*DATA SHOWN:*
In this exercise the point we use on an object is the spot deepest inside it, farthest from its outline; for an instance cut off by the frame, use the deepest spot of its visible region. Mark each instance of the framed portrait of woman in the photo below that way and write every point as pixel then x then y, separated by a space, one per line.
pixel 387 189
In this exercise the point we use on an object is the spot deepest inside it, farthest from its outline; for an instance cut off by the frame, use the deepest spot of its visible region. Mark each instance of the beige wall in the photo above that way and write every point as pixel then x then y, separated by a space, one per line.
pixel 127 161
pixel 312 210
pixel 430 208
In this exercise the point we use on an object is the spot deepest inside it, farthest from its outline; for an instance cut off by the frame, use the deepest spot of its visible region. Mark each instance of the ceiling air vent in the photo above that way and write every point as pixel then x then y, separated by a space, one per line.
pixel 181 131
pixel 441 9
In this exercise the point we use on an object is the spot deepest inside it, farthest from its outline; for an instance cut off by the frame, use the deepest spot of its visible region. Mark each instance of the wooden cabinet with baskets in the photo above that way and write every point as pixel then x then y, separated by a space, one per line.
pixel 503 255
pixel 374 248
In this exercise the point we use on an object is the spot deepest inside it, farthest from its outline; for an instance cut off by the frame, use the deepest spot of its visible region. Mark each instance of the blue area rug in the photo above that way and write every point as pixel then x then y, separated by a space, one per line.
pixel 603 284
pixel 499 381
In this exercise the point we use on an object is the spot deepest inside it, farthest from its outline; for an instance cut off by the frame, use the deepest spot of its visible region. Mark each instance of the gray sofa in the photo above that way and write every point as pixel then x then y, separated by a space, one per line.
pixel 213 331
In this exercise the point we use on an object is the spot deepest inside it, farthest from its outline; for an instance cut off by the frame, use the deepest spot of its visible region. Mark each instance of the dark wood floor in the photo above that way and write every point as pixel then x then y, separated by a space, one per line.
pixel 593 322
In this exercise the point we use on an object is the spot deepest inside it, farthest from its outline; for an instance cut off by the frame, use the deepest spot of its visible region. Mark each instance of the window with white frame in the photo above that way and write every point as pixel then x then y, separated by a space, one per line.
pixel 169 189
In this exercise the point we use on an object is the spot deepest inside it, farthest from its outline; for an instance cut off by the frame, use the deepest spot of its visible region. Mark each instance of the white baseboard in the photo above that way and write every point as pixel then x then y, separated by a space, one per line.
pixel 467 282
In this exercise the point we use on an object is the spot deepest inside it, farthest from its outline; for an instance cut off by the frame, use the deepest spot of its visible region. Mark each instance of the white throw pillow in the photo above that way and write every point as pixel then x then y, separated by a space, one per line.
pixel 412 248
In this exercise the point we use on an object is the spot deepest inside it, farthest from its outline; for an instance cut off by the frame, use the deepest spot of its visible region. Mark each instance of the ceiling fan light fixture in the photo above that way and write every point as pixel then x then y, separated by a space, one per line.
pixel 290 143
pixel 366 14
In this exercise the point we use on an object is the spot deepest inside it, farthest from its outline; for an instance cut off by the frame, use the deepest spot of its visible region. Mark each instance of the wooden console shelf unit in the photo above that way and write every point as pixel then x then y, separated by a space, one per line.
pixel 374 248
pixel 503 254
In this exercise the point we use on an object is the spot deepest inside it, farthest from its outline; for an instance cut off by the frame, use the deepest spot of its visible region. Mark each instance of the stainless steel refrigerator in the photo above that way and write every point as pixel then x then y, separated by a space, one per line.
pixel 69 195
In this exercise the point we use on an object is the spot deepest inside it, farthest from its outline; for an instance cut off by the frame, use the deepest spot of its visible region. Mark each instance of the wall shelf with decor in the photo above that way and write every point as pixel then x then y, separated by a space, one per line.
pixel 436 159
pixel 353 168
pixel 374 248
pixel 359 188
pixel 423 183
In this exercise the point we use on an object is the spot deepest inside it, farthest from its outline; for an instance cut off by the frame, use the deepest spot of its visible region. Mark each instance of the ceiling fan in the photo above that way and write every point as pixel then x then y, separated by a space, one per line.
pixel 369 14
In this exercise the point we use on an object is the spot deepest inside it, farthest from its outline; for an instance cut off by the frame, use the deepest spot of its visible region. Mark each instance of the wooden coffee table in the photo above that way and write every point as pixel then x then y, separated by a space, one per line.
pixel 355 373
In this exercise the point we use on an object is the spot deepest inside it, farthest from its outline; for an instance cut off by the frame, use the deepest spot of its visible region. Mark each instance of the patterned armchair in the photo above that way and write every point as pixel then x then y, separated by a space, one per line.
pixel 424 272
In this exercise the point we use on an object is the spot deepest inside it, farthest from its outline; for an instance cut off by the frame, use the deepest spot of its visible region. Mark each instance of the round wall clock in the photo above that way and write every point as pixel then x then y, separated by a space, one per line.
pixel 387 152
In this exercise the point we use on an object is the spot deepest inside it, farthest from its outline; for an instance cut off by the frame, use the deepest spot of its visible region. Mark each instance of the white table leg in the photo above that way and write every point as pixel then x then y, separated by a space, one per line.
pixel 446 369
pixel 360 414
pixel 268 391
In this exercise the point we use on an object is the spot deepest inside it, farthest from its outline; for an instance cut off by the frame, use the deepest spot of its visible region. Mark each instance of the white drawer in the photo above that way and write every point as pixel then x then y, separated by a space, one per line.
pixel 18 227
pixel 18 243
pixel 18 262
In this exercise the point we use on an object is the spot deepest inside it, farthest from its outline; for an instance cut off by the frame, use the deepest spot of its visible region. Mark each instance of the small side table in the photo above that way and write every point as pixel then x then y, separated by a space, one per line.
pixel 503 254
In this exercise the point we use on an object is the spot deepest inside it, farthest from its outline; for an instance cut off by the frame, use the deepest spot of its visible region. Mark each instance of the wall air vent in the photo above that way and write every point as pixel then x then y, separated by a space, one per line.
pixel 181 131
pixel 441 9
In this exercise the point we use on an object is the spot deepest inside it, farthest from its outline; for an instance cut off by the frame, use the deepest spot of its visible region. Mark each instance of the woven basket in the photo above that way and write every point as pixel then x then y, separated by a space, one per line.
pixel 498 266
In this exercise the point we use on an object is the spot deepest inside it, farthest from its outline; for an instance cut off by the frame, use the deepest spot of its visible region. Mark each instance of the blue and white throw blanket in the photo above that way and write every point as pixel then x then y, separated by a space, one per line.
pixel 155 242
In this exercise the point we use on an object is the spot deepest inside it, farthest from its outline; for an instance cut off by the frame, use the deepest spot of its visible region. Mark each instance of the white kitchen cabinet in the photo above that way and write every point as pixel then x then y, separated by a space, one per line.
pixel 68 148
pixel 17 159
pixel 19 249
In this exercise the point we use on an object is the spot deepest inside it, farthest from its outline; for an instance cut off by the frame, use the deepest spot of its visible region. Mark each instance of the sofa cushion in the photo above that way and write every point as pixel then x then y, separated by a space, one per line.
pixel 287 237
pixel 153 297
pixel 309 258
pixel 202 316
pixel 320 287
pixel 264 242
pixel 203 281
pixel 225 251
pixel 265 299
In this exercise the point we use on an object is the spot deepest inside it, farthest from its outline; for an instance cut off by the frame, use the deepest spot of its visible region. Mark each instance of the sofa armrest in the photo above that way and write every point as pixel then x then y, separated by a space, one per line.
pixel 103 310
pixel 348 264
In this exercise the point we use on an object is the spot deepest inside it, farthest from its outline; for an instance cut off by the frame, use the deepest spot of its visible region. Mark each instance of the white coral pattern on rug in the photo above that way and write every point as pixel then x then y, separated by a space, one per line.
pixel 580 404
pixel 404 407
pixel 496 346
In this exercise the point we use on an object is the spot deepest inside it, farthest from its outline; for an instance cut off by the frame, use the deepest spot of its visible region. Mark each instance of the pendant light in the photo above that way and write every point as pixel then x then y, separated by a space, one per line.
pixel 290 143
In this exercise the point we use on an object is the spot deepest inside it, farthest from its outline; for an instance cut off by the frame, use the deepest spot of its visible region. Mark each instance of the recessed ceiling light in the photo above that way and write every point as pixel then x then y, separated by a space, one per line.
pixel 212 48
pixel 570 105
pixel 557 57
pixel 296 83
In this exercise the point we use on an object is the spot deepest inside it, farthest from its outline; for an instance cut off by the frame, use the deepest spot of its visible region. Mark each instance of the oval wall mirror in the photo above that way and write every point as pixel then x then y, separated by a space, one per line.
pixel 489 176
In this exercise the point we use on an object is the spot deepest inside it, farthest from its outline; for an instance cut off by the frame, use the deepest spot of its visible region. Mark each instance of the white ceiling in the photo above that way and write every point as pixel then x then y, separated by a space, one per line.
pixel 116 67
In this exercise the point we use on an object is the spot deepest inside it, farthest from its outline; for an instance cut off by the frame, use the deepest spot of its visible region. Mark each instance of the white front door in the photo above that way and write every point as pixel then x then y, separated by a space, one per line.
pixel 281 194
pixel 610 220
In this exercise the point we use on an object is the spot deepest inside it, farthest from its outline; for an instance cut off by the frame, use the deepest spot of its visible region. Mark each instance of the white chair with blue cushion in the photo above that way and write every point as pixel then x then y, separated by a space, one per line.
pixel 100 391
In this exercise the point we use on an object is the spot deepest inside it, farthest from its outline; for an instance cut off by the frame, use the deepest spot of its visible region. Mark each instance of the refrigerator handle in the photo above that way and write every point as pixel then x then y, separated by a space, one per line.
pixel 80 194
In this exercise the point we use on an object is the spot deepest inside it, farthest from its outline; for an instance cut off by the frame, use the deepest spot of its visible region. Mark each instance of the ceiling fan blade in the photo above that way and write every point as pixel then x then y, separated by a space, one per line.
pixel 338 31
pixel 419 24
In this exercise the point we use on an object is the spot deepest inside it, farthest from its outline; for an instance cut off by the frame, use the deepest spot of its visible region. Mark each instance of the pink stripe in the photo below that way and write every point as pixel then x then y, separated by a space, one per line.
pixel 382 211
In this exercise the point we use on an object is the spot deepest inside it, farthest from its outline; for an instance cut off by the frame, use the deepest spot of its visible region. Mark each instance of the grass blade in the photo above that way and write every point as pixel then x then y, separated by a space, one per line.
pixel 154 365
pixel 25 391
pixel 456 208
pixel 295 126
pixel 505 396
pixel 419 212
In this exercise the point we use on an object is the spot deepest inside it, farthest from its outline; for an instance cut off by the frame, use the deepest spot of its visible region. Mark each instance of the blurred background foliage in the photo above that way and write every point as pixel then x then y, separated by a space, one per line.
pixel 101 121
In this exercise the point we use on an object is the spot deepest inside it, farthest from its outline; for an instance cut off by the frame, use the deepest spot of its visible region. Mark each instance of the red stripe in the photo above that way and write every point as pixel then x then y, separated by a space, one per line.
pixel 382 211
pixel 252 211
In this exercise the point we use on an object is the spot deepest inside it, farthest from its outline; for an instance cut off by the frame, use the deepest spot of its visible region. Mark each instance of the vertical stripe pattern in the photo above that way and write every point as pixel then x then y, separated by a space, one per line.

*WHAT THE TASK REQUIRES:*
The expected answer is a word-for-word copy of every line from the one that contains "of the pink" through the final line of the material.

*ANSWER SPACE:*
In this exercise the point we use on an object is the spot deepest inside it, farthest from its outline; for an instance cut off by the frame, use the deepest spot of its visible region. Mark each instance of the pink stripe in the photo below that way and write every point as pixel then x then y, separated by a space, one per line.
pixel 382 211
In this exercise the point we use on an object is the spot deepest inside it, farthest from its outline; for an instance cut off by the frame, use the deepest spot of its visible region. Mark each instance of the grass blade in the photo above that way and write every point as pixel then x then y, separated by a space, one per line.
pixel 154 365
pixel 25 391
pixel 456 208
pixel 295 126
pixel 505 396
pixel 419 212
In this exercise the point we use on an object is the spot deepest inside it, farthest from its outline; for an instance cut off by the frame, use the deepest spot of its visible region. Mark each instance of the blurred background foliage in the photo above that way and write every point as pixel then x then y, separated by a space, one per line.
pixel 101 121
In this exercise the point we use on an object is the spot deepest inside it, farthest from its outline; for an instance cut off by the frame, use the deepest spot of its visible region. Mark each instance of the red stripe in the photo above that way and write every point as pixel then x then y, separated by a space, one per line.
pixel 382 211
pixel 252 211
In this exercise the point we use on an object is the spot deepest inside it, farthest from its outline; for an instance cut off by the frame, use the deepest spot of its visible region. Mark each instance of the vertical stripe pattern in the photo above that way and write every point as pixel then x then y, separated by a space, one per line.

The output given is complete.